WRITTEN PROBLEM 1: Identify every line in the entries below that contains the word "white", and copy each such line in full.

PAGE:
>>>
Open mayhewsw opened 5 years ago
We'd certainly be open to taking a PR for this assuming the issue you highlight can be resolved in a clean fashion. The other issue that we're unsure about is whether this would entail adding Flair itself as a dependency which we would like to avoid. Thank you.
I've made a quick and dirty implementation, but it does indeed add Flair as a dependency, which I totally agree is not so clean. That said, the code is relatively simple, perhaps it could be implemented directly in allennlp.
So, yeah, given that, I'd say there are two options: (1) keep this as a separate add on to allennlp, that adds a few Registrable
components if you want them, so we don't add the dependency directly to allennlp (bonus if it's also pip-installable), or (2) do whatever needs to be done so we can load and use flair embeddings without having to import flair. I have nothing against flair, we just already get a bunch of complaints about too many dependencies in the core library, and requests to split things out.
<<<
WRITTEN PROBLEM 2: According to the thread, what complaints about the core library already arise?

SUPPLIED MATERIAL:
>>>
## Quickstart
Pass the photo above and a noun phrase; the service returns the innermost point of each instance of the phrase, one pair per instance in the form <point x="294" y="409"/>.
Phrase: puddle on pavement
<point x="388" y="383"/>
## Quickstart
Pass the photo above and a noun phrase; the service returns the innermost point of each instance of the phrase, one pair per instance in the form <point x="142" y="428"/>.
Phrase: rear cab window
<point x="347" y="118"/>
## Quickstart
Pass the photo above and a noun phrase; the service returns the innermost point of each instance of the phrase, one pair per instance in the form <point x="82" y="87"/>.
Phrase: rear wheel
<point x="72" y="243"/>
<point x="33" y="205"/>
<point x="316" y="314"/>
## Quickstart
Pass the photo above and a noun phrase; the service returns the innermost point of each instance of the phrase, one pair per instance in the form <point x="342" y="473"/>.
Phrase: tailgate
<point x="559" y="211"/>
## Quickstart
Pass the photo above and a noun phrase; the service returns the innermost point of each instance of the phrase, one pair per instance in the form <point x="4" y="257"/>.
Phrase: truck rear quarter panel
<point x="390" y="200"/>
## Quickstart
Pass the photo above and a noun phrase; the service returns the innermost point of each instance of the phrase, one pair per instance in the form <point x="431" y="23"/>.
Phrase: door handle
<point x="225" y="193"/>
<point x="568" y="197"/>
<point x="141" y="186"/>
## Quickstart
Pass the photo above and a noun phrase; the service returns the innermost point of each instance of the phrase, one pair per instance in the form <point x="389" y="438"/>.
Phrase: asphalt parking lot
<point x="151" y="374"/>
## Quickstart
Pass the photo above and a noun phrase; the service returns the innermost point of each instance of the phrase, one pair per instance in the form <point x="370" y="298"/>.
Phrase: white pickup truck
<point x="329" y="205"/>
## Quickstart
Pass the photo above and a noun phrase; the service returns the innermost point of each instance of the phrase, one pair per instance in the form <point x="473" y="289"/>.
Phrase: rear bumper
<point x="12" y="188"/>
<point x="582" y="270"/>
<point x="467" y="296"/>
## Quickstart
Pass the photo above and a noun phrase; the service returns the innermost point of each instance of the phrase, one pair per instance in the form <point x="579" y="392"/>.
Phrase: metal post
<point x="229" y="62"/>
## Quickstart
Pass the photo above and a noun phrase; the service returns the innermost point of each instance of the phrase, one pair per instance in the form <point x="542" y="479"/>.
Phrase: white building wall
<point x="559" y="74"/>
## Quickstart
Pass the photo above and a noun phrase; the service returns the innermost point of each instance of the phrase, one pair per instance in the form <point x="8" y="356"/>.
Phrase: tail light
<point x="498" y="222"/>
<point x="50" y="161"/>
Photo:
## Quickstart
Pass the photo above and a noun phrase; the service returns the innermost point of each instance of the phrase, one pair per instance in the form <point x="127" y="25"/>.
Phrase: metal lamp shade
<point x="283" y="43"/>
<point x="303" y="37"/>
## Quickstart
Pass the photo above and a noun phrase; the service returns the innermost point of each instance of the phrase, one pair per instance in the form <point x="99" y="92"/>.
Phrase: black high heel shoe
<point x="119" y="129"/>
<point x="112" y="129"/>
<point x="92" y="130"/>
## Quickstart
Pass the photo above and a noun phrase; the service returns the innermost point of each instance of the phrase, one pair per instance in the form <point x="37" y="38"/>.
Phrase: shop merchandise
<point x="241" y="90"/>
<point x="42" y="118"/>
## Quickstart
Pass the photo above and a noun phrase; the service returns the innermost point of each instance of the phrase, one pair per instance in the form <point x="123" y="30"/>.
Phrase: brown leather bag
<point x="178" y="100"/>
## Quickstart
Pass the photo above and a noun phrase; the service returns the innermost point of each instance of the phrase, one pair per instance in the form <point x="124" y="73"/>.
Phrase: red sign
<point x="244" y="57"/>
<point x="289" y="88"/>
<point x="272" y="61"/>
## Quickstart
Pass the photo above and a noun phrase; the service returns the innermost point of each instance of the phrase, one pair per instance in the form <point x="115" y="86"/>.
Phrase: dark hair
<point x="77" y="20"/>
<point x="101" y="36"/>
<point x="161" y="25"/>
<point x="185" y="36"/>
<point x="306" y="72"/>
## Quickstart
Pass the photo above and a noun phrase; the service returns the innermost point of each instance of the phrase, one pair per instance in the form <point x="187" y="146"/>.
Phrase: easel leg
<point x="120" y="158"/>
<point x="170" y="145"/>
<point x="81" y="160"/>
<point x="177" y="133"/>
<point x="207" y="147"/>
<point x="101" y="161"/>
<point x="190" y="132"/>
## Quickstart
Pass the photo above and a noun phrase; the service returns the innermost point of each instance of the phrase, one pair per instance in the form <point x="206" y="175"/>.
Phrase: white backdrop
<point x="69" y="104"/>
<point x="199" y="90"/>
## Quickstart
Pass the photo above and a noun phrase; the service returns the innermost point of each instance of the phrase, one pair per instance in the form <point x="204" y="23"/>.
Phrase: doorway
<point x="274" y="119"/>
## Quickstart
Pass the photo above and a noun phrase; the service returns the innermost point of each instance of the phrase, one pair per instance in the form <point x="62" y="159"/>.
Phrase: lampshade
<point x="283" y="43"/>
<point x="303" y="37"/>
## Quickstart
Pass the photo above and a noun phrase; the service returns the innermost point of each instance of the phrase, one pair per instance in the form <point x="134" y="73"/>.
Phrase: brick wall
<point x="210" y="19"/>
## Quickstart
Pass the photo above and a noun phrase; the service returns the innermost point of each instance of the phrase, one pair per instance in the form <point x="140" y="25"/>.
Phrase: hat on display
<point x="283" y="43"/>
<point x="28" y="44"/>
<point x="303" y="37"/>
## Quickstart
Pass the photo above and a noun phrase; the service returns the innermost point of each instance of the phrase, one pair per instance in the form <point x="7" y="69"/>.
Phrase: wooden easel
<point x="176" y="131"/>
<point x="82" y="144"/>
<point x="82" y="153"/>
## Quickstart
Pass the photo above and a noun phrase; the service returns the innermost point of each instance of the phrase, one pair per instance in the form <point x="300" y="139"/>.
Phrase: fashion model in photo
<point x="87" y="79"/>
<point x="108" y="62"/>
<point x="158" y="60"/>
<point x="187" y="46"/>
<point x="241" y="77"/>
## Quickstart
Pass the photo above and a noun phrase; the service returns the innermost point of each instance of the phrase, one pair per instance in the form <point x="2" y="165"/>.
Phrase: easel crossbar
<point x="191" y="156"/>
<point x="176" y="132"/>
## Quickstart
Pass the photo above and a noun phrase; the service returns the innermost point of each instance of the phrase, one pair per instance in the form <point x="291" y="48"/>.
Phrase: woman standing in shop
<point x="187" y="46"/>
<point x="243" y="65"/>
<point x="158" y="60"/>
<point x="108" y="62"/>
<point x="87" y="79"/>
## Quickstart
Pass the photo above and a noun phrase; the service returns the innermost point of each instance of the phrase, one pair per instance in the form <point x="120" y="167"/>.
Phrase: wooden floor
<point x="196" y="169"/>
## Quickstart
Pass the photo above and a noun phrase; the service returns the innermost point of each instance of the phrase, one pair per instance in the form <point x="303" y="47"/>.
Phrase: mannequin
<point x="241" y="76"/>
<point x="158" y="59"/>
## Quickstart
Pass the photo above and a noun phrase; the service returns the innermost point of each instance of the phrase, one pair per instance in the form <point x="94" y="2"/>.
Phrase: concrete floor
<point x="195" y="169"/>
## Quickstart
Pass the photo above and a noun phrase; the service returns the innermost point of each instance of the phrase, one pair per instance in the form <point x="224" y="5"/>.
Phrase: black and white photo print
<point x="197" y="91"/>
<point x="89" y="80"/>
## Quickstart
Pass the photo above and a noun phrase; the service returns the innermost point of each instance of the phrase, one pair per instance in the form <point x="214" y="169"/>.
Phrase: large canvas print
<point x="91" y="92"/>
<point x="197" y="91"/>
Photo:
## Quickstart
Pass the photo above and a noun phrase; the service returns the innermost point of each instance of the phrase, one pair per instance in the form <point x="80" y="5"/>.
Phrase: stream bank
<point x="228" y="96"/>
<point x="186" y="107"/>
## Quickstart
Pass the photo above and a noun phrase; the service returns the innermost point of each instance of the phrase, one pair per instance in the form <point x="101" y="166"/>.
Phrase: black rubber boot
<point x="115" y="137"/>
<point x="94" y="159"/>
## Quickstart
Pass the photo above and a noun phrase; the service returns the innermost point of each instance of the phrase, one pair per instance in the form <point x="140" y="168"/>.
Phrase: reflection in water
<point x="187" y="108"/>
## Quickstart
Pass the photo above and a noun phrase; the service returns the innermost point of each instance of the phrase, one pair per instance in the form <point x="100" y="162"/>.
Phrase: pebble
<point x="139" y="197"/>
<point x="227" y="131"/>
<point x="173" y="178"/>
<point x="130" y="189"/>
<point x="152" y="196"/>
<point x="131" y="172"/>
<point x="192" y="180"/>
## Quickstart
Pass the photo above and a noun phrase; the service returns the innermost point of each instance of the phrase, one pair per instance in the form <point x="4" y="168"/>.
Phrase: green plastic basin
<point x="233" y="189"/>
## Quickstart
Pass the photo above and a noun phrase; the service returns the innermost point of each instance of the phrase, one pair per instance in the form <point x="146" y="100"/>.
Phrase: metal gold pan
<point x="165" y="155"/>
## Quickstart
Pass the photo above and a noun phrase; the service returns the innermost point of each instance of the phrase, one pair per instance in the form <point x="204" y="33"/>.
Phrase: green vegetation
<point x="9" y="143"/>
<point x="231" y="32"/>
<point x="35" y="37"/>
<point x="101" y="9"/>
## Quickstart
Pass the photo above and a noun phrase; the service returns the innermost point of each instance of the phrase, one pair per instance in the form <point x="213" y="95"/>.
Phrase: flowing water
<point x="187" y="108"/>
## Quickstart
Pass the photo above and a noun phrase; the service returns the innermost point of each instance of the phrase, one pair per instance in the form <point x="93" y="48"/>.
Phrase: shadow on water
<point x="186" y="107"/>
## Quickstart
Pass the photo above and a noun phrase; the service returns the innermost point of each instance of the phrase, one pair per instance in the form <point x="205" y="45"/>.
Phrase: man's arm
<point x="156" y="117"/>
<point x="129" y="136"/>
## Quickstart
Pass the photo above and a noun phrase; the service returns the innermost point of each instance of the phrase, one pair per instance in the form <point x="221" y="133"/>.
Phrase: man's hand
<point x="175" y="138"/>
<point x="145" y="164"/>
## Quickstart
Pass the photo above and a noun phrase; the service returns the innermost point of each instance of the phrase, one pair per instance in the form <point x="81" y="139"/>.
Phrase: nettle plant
<<<
COMPLETE RESPONSE 1:
Phrase: white pickup truck
Phrase: white building wall
Phrase: white backdrop
Phrase: black and white photo print

COMPLETE RESPONSE 2: There are already many complaints about too many dependencies in the core library, along with requests to split things out.